**Given passage:**
══════════════════════════════

The interim financial statements are unaudited but, in the opinion of
management, reflect all adjustments necessary for a fair presentation of
financial position and results of operations for such periods presented.
Such adjustments are of a normal, recurring nature. The results of
operation for any interim period are not necessarily indicative of results
expected for the fiscal year ended December 31, 1998. While certain
information and footnote disclosures normally included in financial
statements prepared in accordance with generally accepted accounting
principles have been condensed or omitted pursuant to the rules and
regulations of the Securities and Exchange Commission, management believes
that the disclosures herein are adequate to make the information presented
not misleading. These financial statements should be read in conjunction
with the consolidated financial statements and notes thereto contained in
the Annual Report on Form 10-K for the year ended December 31, 1997, of
United Security Bancshares, Inc. and Subsidiaries. The accounting policies
followed by United Security Bancshares, Inc. ("USB") are set forth in the
summary of significant accounting policies in USB's December 31, 1997,
consolidated financial statements.

══════════════════════════════

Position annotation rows

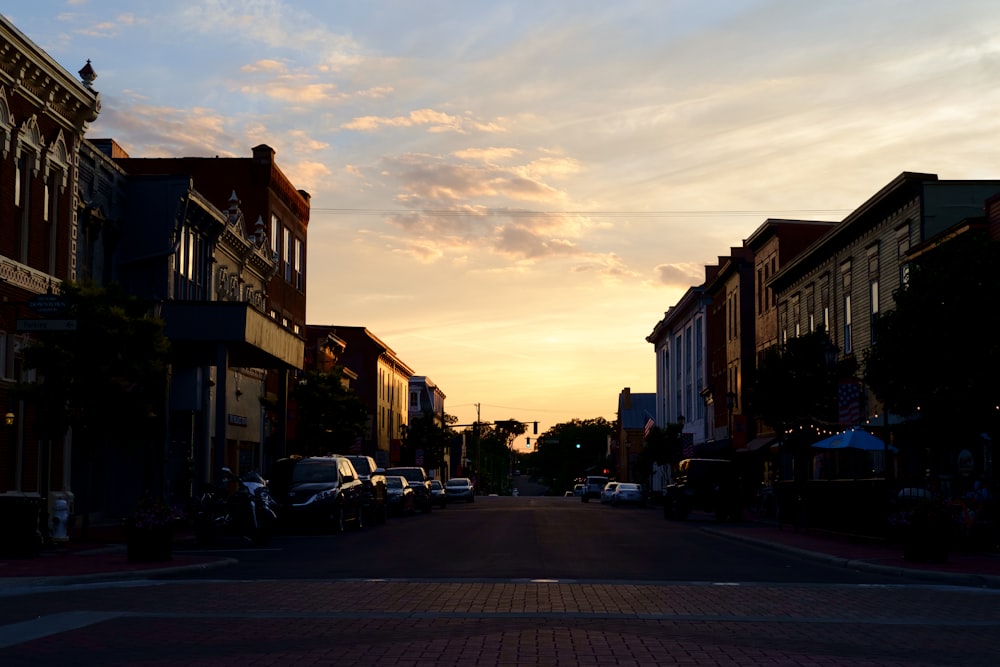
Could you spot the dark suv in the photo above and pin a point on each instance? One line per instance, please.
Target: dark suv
(374, 497)
(421, 483)
(708, 485)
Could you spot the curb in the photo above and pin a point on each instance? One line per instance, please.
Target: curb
(15, 585)
(956, 578)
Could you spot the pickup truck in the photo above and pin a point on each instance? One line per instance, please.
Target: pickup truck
(374, 498)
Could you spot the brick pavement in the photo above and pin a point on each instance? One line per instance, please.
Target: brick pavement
(501, 623)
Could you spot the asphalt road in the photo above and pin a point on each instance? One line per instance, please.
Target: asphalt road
(530, 537)
(508, 581)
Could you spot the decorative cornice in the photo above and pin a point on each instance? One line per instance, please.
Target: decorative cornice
(25, 277)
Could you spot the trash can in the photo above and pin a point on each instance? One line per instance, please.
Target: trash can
(19, 513)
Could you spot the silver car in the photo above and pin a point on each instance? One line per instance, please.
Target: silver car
(460, 488)
(627, 493)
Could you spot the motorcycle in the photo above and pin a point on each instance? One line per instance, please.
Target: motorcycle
(249, 512)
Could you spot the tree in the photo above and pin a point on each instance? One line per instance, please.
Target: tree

══════════════════════════════

**Prompt 1:** In the passage on interim financial statements, how are the adjustments reflected in those statements characterized?
**Prompt 2:** Continue the passage on interim financial statements from its last sentence.
The rows are separate material, apart from the passage on interim financial statements.

**Written answer 1:** They are of a normal, recurring nature.

**Written answer 2:**
2. MERGER BETWEEN USB AND FBI
On June 30, 1997, First Bancshares, Inc. ("FBI") merged with and into USB,
and USB survived (combined entity the "Company").
Under the terms of the merger agreement, 1.4 million shares of the
Company's common stock were issued in exchange for all of the outstanding
shares of FBI's common stock (based on an exchange ratio of 5.83 shares of
the Company's common stock for each share of FBI's common stock). The
merger was accounted for as a pooling-of-interests and, accordingly, the
information included in the financial statements and consolidated notes of
the Company presents the combined results of USB and FBI as if the merger
had been in effect for all periods presented.
3. NET INCOME PER SHARE
Basic net income per share was computed by dividing net income by the
weighted average number of shares of common stock outstanding during the
three and six-month periods ended June 30, 1998, and 1997. Common stock
outstanding consists of issued shares less treasury stock. Diluted net
income per share for the three and six-month periods ended June 30, 1998,
and 1997, was computed by dividing net income by the weighted average
number of shares of common stock and the dilutive effects of the shares
awarded under the Stock Option Plan, based on the treasury stock method
using an average fair market value of the stock during the respective
periods.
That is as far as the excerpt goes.